> Dettagli attività
Secondo il brano fornito, in quale giorno è fissato il discorso di Ségolène Royal?

━━━ Brano fornito

Parigi, Ségolène si gioca tutto

di Gianni Marsilli *

Ora o mai più: per Ségolène Royal è questa la settimana cruciale. Ha perso quota, mentre Sarkozy ne guadagnava. Lei «ascoltava», l’altro parlava. Al dibattito manca una voce, la sua. Da settimane si è creata un’attesa, ogni giorno più carica di aspettativa. Che cosa dirà Ségolène? Perché non si esprime compiutamente? Perché non svela al Paese il suo programma? O meglio, in buona sintesi: qual è la Francia che ha in mente? Ormai glielo chiedono tutti: gli avversari con sufficienza e anche scherno, gli amici e compagni con angoscia mal dissimulata. Lei ha resistito, ma i tempi si fanno brevi e il respiro diventa corto. Finalmente una data per il discorso che dovrà essere per forza fondatore, memorabile: domenica 11 febbraio. Aumenta l’attesa, ma più aumenta l’attesa più crescono i rischi di una delusione. Per questo sono giorni decisivi per Ségolène. Rappresentano un crinale: di qua l’abbrivio ritrovato, di là la fatica dell’inseguimento.

━━━━━━
━━━ Materiale fornito

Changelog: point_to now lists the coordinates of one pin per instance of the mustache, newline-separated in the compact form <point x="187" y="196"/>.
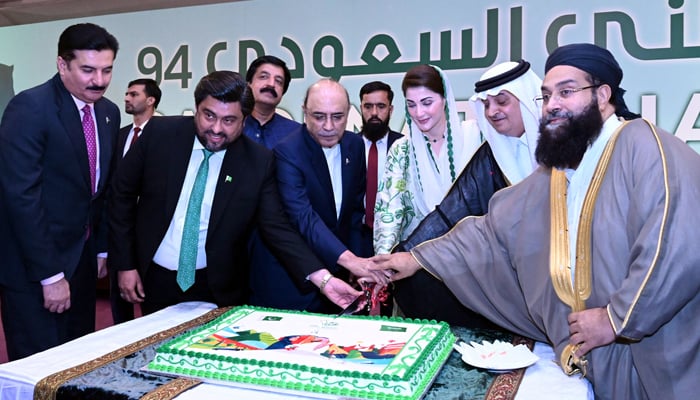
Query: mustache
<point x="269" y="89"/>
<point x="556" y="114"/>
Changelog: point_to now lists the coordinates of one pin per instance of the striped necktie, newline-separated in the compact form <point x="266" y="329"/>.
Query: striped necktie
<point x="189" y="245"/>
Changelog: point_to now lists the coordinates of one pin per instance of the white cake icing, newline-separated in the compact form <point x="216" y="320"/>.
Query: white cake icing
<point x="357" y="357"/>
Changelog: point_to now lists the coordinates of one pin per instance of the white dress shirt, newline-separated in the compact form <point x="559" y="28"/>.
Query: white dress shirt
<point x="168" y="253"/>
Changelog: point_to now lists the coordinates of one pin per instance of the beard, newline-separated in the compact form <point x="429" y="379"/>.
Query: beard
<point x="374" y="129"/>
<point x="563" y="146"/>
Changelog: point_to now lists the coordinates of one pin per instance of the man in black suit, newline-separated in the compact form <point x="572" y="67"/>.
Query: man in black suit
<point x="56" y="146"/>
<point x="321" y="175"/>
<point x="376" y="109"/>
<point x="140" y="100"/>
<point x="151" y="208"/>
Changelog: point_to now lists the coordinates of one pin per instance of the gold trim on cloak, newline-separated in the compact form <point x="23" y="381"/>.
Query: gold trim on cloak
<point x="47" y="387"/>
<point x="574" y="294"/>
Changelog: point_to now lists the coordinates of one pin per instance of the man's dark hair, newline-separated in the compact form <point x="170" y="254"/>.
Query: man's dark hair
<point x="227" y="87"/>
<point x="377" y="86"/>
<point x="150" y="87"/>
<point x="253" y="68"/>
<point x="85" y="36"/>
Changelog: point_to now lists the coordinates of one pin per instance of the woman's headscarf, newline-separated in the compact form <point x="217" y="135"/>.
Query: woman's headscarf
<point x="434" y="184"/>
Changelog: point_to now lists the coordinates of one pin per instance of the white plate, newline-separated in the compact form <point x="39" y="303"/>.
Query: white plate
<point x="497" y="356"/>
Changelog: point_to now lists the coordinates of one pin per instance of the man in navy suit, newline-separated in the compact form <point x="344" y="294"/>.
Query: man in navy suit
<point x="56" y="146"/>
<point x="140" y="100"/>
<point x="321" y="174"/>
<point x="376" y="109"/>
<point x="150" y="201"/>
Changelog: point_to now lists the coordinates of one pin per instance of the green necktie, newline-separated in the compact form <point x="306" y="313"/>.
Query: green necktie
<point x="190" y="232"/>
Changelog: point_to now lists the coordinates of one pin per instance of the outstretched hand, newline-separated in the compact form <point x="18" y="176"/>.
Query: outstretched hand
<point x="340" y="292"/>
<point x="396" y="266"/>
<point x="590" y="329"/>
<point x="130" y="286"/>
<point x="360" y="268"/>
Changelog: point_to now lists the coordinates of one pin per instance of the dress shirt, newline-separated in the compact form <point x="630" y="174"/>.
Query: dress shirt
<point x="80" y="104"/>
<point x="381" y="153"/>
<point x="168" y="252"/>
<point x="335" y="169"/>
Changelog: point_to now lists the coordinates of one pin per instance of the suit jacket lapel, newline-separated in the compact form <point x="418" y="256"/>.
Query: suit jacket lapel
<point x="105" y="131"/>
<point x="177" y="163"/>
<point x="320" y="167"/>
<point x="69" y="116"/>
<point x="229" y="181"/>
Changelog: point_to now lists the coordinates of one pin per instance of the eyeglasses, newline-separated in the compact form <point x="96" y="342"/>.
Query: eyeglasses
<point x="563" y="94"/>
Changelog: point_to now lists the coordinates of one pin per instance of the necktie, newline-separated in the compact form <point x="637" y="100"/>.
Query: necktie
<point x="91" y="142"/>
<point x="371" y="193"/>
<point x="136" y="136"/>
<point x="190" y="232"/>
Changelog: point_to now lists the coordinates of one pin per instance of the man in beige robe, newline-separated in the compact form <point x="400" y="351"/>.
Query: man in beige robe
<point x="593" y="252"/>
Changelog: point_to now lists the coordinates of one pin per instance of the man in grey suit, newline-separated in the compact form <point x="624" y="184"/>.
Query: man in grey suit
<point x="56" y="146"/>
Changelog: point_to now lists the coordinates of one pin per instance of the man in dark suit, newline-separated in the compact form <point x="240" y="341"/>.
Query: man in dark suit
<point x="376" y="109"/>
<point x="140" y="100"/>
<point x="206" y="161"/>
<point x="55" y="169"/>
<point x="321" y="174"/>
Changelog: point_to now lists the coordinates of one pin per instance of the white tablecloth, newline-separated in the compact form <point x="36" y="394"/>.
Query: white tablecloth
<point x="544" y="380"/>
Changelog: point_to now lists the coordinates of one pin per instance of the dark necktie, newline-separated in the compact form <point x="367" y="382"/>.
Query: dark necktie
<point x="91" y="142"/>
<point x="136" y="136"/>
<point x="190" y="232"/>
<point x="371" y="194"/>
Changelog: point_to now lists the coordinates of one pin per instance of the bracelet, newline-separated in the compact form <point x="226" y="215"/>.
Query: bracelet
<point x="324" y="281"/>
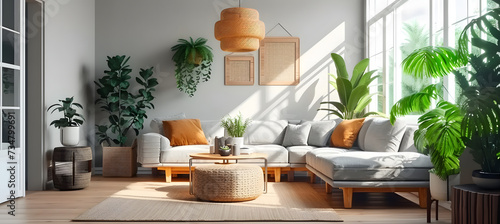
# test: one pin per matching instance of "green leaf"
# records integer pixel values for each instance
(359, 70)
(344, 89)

━━━━━━

> Risultato
Domenica 11 febbraio.